Nor has our own country been more exempt from this enthusiastic principle than Germany and Holland. Nicholas, a disciple of the above-mentioned David George, came over to England with a supposed commission from God, to teach men that the essence of Religion consists in the feelings of divine love, and that all other things relating either to faith or worship, are of no moment. (1). He extended this maxim even to the fundamental precepts of morality, professing to continue in sin that grace might abound. His followers, under the name of the Familists, or The Family of Love, were very numerous at the end of the sixteenth century, about which time, Hackett, a Calvinist, giving way to the same spirit of delusion, became deeply persuaded that the spirit of the Messiah had descended upon him; and having made several proselytes, he sent two of them, Arthington and Coppinger, to proclaim, through the streets of London, that Christ was come thither with his fan in his hand.

──────

What you should do = Please transcribe the passage on the Familists and Hackett in full, word for word.

(Extracted data entries)
──────

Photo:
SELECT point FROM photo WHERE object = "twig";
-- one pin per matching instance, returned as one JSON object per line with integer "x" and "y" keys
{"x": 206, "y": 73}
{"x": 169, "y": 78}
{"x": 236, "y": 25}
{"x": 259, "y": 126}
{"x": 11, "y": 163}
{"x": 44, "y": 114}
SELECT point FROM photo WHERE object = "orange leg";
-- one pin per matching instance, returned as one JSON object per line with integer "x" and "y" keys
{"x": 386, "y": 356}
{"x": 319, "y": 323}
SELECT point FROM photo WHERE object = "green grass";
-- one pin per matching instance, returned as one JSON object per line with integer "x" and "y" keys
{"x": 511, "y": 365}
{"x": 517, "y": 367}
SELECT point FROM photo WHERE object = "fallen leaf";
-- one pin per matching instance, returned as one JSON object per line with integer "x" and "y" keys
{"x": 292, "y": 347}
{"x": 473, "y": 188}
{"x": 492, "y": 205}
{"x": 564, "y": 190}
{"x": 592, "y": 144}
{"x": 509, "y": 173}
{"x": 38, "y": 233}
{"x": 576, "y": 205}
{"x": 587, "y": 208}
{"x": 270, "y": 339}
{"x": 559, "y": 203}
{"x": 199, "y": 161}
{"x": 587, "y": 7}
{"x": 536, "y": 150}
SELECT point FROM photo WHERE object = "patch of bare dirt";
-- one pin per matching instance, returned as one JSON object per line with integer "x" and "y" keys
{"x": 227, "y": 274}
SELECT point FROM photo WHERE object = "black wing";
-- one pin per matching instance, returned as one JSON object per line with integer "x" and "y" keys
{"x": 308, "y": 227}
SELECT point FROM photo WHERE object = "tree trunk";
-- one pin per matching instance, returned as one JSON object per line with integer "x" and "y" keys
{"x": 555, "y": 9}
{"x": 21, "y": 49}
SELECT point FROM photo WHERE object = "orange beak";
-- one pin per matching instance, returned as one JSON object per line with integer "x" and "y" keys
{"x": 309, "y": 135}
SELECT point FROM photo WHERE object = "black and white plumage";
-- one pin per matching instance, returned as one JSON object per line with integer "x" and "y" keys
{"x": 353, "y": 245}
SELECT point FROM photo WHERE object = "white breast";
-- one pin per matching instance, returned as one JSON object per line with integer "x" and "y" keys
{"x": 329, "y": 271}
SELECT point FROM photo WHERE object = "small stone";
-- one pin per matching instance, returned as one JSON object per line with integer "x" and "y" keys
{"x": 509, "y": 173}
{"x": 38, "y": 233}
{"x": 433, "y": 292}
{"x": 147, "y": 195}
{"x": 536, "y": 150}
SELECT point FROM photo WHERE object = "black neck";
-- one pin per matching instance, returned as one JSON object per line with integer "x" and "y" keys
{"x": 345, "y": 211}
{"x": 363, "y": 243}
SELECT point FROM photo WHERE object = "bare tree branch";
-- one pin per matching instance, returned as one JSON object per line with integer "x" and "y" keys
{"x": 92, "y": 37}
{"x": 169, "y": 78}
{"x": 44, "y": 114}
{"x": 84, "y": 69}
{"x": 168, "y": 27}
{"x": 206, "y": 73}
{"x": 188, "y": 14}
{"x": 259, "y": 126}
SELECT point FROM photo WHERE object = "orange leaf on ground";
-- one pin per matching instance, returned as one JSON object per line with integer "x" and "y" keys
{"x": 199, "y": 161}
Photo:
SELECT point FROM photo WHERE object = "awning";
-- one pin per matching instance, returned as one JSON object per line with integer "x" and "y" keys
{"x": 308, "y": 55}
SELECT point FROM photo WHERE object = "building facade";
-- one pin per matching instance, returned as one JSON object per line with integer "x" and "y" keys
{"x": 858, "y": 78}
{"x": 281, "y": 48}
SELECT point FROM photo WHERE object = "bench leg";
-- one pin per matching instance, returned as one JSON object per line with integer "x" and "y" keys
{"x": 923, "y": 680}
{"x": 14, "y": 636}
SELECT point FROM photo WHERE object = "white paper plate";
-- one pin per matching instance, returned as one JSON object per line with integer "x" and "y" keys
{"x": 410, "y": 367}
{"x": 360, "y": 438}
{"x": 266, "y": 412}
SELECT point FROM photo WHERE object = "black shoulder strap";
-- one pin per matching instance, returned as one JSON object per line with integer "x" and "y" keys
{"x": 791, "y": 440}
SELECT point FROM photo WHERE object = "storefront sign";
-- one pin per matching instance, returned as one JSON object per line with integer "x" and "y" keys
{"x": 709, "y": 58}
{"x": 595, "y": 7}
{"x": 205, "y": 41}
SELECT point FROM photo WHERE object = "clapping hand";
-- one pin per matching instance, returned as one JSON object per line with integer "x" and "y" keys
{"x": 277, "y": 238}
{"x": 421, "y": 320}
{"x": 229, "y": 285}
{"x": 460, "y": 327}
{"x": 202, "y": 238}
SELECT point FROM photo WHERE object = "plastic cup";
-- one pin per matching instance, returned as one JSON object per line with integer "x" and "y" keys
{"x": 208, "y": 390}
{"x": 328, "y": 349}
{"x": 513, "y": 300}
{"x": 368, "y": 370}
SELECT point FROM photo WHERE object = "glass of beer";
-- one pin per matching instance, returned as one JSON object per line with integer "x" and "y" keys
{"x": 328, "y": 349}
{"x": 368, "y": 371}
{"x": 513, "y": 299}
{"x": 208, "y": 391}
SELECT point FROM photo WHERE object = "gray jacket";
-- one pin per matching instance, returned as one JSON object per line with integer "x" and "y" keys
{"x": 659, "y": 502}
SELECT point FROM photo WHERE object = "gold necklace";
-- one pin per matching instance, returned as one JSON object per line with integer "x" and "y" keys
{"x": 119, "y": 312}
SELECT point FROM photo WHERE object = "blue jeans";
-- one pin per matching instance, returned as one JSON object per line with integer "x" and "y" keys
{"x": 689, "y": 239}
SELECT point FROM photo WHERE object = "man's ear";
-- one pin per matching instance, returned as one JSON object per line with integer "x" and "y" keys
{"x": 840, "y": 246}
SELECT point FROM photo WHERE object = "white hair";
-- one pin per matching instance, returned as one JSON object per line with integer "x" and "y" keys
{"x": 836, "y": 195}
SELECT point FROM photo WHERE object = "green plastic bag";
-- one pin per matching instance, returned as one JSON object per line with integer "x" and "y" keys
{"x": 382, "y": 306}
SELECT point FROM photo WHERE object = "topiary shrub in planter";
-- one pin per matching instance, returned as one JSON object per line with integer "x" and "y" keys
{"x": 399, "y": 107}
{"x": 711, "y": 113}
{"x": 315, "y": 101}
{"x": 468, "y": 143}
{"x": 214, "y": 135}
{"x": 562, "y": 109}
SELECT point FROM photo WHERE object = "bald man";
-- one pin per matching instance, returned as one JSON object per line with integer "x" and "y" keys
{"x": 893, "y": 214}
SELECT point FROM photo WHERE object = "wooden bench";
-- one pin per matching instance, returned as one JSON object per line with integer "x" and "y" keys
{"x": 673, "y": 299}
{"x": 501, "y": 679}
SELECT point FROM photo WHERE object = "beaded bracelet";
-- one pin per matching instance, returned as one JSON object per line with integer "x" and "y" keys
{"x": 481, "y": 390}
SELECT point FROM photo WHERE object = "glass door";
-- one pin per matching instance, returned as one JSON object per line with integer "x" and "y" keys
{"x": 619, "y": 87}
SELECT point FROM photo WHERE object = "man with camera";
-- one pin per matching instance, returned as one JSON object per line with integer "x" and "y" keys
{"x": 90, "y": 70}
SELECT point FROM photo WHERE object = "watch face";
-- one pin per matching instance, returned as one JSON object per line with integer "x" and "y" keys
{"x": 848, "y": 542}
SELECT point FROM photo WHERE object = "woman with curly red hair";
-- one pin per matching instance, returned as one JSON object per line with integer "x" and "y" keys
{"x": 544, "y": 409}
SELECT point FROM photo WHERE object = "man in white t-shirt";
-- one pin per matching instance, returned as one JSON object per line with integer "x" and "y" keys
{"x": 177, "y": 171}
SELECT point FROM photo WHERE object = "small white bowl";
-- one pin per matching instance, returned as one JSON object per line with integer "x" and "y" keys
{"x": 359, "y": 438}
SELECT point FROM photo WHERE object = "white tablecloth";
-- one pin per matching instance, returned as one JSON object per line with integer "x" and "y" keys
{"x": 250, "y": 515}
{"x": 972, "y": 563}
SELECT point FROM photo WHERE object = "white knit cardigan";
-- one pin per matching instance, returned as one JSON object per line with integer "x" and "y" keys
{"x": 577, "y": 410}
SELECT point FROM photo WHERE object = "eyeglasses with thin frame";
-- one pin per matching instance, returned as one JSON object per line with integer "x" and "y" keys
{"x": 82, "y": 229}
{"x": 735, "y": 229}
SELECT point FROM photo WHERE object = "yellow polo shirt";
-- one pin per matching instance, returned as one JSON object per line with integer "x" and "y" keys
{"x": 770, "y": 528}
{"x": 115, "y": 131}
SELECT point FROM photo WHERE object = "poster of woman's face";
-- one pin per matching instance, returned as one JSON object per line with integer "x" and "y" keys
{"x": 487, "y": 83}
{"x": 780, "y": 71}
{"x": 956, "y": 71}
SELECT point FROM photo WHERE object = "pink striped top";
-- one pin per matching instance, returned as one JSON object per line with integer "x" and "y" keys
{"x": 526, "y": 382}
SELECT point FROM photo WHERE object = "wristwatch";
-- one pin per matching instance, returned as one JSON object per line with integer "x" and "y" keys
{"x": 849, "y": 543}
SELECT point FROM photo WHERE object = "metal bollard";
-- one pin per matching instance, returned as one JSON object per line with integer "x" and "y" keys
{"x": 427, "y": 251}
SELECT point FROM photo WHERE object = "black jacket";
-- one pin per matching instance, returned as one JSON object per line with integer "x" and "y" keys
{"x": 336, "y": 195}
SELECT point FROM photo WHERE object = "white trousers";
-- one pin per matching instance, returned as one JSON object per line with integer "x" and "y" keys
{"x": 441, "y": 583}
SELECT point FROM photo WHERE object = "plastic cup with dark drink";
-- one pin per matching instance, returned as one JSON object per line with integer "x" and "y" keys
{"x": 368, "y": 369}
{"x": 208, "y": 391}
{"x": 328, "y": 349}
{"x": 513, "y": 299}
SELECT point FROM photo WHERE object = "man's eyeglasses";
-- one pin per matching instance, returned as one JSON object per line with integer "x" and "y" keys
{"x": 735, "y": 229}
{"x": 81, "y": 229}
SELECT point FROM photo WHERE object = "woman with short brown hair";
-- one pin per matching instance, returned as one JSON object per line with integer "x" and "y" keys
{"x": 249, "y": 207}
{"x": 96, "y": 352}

──────

Complete output =
Nor has our own country been more exempt from this enthusiastic principle than Germany and Holland. Nicholas, a disciple of the above-mentioned David George, came over to England with a supposed commission from God, to teach men that the essence of Religion consists in the feelings of divine love, and that all other things relating either to faith or worship, are of no moment. (1). He extended this maxim even to the fundamental precepts of morality, professing to continue in sin that grace might abound. His followers, under the name of the Familists, or The Family of Love, were very numerous at the end of the sixteenth century, about which time, Hackett, a Calvinist, giving way to the same spirit of delusion, became deeply persuaded that the spirit of the Messiah had descended upon him; and having made several proselytes, he sent two of them, Arthington and Coppinger, to proclaim, through the streets of London, that Christ was come thither with his fan in his hand.